Extracted data entries
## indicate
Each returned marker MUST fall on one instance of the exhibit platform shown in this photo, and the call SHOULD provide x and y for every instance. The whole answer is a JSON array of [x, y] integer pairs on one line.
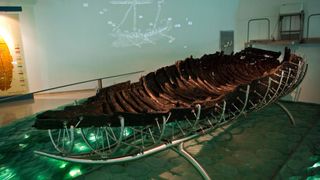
[[260, 145]]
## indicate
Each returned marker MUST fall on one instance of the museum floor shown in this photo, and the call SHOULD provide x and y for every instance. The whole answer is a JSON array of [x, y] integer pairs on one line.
[[262, 145]]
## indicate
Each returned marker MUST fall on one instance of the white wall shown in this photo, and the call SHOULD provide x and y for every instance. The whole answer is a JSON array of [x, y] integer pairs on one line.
[[249, 9], [66, 42]]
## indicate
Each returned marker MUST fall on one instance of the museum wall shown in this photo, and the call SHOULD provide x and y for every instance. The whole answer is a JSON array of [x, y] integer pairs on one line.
[[76, 40], [270, 9]]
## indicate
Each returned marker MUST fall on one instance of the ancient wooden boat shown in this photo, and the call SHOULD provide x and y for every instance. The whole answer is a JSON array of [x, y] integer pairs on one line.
[[173, 104]]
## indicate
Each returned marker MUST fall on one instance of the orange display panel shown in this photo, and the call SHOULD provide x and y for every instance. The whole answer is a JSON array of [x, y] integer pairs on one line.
[[6, 67]]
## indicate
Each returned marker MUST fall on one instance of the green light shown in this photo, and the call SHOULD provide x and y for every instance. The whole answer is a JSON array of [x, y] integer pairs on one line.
[[58, 163], [42, 177], [127, 132], [92, 137], [23, 145], [26, 136], [7, 173], [81, 147], [316, 177], [75, 171], [316, 165], [63, 165]]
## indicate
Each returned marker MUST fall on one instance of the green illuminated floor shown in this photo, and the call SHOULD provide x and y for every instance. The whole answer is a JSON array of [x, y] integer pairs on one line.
[[263, 145]]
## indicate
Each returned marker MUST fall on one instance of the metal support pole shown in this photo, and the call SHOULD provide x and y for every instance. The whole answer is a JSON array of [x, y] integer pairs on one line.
[[293, 122], [180, 150]]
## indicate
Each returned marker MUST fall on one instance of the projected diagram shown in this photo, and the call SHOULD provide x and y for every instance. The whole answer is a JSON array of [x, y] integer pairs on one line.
[[138, 36]]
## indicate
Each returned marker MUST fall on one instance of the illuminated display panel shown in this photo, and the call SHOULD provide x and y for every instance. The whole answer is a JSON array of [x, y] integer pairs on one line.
[[6, 67]]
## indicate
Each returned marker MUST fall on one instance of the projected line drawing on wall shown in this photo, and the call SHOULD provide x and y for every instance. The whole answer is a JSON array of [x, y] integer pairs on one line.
[[137, 36]]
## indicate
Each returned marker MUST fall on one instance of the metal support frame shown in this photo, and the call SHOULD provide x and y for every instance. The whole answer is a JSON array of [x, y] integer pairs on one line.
[[182, 152], [293, 122]]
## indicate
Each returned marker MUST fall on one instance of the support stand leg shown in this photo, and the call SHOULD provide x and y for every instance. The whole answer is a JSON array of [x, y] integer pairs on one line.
[[180, 150], [293, 122]]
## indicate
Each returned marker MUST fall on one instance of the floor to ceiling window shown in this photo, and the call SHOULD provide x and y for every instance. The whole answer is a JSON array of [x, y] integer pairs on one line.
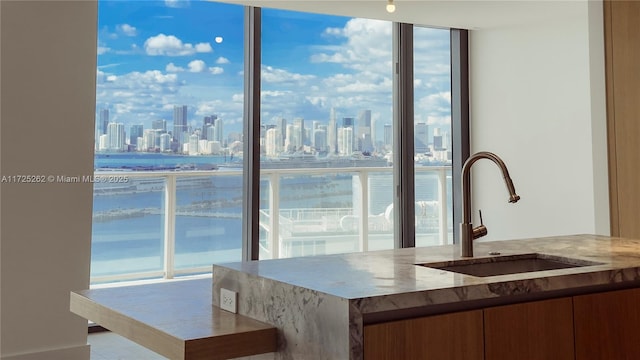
[[432, 136], [325, 168], [170, 110], [167, 196]]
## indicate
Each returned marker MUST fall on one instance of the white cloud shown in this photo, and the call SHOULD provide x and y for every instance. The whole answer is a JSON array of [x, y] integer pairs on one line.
[[273, 75], [102, 50], [171, 67], [197, 66], [216, 70], [169, 45], [127, 29], [203, 47], [176, 3]]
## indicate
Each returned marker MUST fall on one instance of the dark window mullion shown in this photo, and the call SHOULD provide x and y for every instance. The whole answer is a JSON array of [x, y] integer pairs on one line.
[[403, 141], [459, 119], [251, 134]]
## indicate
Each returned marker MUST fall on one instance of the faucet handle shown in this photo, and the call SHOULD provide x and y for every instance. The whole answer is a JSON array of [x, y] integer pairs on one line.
[[479, 231]]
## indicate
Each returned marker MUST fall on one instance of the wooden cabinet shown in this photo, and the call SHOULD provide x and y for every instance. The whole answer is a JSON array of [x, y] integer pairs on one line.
[[607, 325], [600, 326], [449, 336], [532, 330]]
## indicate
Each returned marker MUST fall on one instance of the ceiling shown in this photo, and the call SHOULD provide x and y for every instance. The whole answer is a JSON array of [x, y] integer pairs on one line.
[[464, 14]]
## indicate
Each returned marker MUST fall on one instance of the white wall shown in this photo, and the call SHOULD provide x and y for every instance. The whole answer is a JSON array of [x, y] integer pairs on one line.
[[47, 120], [538, 101]]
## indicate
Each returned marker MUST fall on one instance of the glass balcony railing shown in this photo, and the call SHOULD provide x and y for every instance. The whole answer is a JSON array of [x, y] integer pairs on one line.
[[163, 224]]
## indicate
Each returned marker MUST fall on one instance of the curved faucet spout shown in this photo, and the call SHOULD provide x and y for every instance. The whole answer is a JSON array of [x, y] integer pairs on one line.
[[466, 228]]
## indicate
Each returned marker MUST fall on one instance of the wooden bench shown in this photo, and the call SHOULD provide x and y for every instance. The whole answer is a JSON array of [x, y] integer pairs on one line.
[[175, 319]]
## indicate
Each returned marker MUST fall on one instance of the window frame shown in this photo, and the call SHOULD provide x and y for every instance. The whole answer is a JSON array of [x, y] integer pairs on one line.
[[403, 114]]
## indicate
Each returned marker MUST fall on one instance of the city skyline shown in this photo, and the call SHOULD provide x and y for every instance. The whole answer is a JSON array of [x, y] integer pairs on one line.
[[154, 55]]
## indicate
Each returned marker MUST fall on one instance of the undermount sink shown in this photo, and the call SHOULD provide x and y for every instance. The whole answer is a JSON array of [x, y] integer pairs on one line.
[[509, 264]]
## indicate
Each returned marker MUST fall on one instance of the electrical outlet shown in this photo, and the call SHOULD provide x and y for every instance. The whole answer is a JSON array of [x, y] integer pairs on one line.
[[228, 300]]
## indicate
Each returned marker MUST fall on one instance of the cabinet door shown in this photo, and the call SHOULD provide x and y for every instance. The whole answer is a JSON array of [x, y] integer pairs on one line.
[[533, 330], [449, 336], [607, 325]]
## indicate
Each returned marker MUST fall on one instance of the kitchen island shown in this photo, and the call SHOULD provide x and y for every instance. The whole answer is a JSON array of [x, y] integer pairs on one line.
[[323, 305], [387, 305]]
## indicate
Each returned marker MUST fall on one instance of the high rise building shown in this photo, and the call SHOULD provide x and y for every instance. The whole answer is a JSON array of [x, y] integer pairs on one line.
[[437, 139], [289, 141], [116, 136], [301, 139], [194, 142], [208, 122], [160, 124], [272, 142], [332, 135], [364, 131], [104, 121], [388, 135], [281, 124], [180, 123], [134, 133], [165, 142], [345, 141], [421, 137], [149, 140], [218, 132], [320, 139]]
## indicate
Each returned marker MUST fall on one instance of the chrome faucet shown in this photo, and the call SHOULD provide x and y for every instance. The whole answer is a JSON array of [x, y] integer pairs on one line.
[[467, 232]]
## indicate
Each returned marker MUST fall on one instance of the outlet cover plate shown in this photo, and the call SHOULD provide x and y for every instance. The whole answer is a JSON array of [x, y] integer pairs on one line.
[[229, 300]]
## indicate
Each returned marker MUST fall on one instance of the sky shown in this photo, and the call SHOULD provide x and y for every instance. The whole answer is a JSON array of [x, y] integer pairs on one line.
[[153, 55]]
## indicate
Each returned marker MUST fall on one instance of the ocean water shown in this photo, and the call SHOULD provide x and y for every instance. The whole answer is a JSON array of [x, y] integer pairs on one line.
[[128, 226]]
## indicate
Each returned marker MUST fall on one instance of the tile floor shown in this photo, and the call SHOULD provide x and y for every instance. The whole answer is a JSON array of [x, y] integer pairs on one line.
[[110, 346]]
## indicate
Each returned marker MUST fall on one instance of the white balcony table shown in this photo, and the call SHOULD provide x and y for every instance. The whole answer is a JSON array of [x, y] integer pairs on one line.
[[175, 319]]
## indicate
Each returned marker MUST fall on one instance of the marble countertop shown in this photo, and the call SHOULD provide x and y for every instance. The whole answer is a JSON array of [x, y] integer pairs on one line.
[[363, 276], [321, 305]]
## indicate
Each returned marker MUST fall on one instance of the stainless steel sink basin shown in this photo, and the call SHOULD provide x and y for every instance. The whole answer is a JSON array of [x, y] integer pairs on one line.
[[509, 264]]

Your objective: Copy every line from the start of the records through the line containing "[[260, 145]]", shifting each coordinate in the answers up by 66. Leave the pictures out.

Solved exercise:
## indicate
Each returned marker MUST fall on one instance of the exhibit platform shown in this photo, and the call SHOULD provide x and y for every instance. The whole answer is a JSON array of [x, y] integer pairs on one line.
[[326, 211]]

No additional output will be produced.